SET OF TASKS
a) Reproduce, word for word, the portion of the Rudimentary Peni article starting at "Rudimentary Peni are" and ending at "on sociopolitical themes.".
b) Condense the paragraph of the Rudimentary Peni article that begins "Blinko and Greville had met years prior" into a shorter version that keeps its main facts.

*** EXCERPTED PASSAGE Section Begins ***

- Origin: London, England
- Genres: Anarcho-punk, hardcore punk, art punk, deathrock
- Years active: 1980–present
- Labels: Outer Himalayan, Crass, Corpus Christi, Southern
- Members: Nick Blinko Grant Matthews Jon Greville

= Rudimentary Peni =

British punk band

Rudimentary Peni are a British anarcho-punk band formed in 1980, emerging from the London anarcho-punk scene. Lead singer/guitarist Nick Blinko is notorious for his witty, macabre lyrics and dark pen-and-ink artwork, prominently featured on all of Rudimentary Peni's albums. Bassist Grant Matthews has also written several songs for the band, though his lyrics primarily focus on sociopolitical themes.

== History ==
Rudimentary Peni were formed in June 1980 in Abbots Langley, Hertfordshire, by Blinko (vocals, guitar), Greville (drums) and Matthews (bass).

Blinko and Greville had met years prior in Langleybury Comprehensive secondary school. Greville had been playing drums since he was young, beginning lessons at the age of 10, and slowly became interested in punk rock around the time the first Sex Pistols album was released. After meeting Blinko through a mutual friend, the pair began the experimental electronic duo the Magits, formed in 1977 and dissolved around 1980. The Magits released their first and only EP, Fully Coherent, in 1979 as the first record on Blinko's newly formed Outer Himalayan Records. In his 2006 book The Day the Country Died: A History of Anarcho Punk 1980–1984, punk historian Ian Glasper referred to the sound of the Magits' EP as a "meandering collection of keyboard torture".

Blinko, Greville, and Matthews subsequently formed Rudimentary Peni. In Maximum RocknRoll issue No. 237 (February 2003), Matthews explained how he came up with the name of the band: "When I was at school studying biology, we were told that in the fetal stage the clitoris is a rudimentary penis". By 1981, the band had played their first show, along with the S-Haters, and Soft Drinks in Watford, Hertfortshire. Greville later characterized the first show, as well as the ones following it, as fairly disappointing, setting a precedent for the band's distaste for playing live. While they were inspired by punk rock, the band did not adopt the look of the day, as Greville noted: "The majority of people [were] clearly disappointed that we didn't have green mohicans and multiple piercings ... if you were the sort of person to be put off by what we looked like, you were never going to understand or appreciate the songs anyway".

*** EXCERPTED PASSAGE Section Ends ***
*** MATERIAL PROVIDED Section Begins ***

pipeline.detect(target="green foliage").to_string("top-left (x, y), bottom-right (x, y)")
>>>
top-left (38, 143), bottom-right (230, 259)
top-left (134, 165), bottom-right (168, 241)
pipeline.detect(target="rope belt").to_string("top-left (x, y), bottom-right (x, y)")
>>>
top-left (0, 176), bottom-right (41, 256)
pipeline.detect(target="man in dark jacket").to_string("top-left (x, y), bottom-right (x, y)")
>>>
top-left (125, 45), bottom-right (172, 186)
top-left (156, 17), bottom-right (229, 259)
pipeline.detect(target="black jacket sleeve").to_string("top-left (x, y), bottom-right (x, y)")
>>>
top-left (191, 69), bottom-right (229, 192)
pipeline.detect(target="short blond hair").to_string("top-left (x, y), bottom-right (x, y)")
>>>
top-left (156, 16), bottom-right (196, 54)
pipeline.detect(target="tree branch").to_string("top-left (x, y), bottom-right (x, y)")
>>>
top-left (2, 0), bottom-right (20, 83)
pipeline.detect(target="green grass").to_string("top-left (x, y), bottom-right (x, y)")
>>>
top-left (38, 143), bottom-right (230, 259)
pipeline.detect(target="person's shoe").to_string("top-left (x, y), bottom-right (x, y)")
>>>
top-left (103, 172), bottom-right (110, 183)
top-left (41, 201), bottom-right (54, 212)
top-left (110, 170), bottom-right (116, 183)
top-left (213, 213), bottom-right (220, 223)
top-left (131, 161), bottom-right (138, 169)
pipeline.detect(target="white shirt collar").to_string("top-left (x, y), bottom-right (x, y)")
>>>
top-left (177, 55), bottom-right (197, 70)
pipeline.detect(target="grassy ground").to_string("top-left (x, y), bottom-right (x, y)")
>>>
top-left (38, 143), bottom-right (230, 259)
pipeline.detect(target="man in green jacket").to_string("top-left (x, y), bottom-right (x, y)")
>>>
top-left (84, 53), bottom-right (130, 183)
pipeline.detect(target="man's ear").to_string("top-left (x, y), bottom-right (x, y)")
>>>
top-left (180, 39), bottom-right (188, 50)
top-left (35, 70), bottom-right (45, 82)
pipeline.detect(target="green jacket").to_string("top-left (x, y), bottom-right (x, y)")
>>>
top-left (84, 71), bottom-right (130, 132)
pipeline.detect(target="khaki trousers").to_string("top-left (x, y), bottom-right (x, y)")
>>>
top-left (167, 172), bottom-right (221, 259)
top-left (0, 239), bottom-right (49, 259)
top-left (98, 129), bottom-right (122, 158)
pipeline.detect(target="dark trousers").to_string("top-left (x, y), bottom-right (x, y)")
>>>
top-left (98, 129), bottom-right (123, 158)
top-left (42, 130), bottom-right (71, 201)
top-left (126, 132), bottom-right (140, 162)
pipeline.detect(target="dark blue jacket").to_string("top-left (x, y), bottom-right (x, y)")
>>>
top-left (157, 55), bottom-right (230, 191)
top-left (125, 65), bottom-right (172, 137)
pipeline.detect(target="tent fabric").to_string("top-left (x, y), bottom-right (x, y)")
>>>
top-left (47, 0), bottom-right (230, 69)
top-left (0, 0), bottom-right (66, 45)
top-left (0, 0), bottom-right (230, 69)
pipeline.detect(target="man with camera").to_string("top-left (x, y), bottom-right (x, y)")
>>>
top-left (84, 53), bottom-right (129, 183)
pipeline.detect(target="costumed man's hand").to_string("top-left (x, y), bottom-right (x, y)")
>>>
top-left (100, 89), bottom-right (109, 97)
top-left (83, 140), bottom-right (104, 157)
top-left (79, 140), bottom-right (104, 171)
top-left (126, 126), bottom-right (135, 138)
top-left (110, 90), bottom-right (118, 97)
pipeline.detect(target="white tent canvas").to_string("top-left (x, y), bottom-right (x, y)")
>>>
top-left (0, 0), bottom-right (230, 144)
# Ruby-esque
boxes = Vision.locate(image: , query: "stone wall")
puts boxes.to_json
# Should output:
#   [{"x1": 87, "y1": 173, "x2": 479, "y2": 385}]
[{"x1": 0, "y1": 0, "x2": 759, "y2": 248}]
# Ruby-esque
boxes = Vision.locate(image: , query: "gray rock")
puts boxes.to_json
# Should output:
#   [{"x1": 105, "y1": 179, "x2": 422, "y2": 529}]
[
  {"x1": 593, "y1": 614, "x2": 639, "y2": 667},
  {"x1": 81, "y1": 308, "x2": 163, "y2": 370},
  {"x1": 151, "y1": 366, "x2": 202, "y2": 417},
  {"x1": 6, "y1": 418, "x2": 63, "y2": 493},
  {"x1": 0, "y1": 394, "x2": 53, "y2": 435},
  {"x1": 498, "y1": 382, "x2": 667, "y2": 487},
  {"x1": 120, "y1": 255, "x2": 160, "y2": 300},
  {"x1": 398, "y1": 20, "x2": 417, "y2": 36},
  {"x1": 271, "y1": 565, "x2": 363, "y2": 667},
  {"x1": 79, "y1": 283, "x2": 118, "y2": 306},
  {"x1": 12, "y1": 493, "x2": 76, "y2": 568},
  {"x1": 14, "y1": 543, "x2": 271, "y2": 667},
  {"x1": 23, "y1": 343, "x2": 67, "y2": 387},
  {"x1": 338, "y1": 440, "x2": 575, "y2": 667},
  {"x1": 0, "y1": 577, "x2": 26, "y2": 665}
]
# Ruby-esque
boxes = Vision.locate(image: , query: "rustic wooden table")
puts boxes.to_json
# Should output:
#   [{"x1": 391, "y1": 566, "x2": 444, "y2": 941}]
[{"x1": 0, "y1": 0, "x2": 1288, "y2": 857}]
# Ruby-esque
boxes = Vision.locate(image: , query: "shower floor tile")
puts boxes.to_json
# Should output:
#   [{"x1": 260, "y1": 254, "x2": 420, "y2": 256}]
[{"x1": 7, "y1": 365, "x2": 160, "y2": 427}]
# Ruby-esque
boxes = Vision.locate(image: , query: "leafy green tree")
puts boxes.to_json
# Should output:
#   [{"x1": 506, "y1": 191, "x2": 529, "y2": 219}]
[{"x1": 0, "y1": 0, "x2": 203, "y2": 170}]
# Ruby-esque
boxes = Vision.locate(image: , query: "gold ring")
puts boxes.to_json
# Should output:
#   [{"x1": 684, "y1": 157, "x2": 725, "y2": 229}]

*** MATERIAL PROVIDED Section Ends ***

OUTPUTS BY TASK
a)
Rudimentary Peni are a British anarcho-punk band formed in 1980, emerging from the London anarcho-punk scene. Lead singer/guitarist Nick Blinko is notorious for his witty, macabre lyrics and dark pen-and-ink artwork, prominently featured on all of Rudimentary Peni's albums. Bassist Grant Matthews has also written several songs for the band, though his lyrics primarily focus on sociopolitical themes.

b) Blinko and Greville met at Langleybury Comprehensive secondary school. Greville had taken drum lessons since age 10 and grew interested in punk around the release of the first Sex Pistols album. Introduced by a mutual friend, the two formed the experimental electronic duo the Magits, active from 1977 to around 1980. Its only EP, Fully Coherent (1979), was the first release on Blinko's new Outer Himalayan Records. Punk historian Ian Glasper, in his 2006 book The Day the Country Died: A History of Anarcho Punk 1980–1984, called it a "meandering collection of keyboard torture."